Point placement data
——
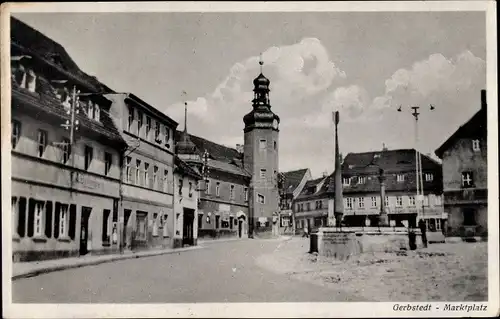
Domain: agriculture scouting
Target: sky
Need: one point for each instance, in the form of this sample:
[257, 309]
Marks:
——
* To be done: Format every line of the data above as a JSON list of strings, one string per line. Skip blank lines and leave out the pictures.

* Response below:
[
  "Domain: agriculture scouting",
  "Target: sky",
  "Need: one point for each instance, in the form of this sample:",
  "[257, 309]",
  "Marks:"
]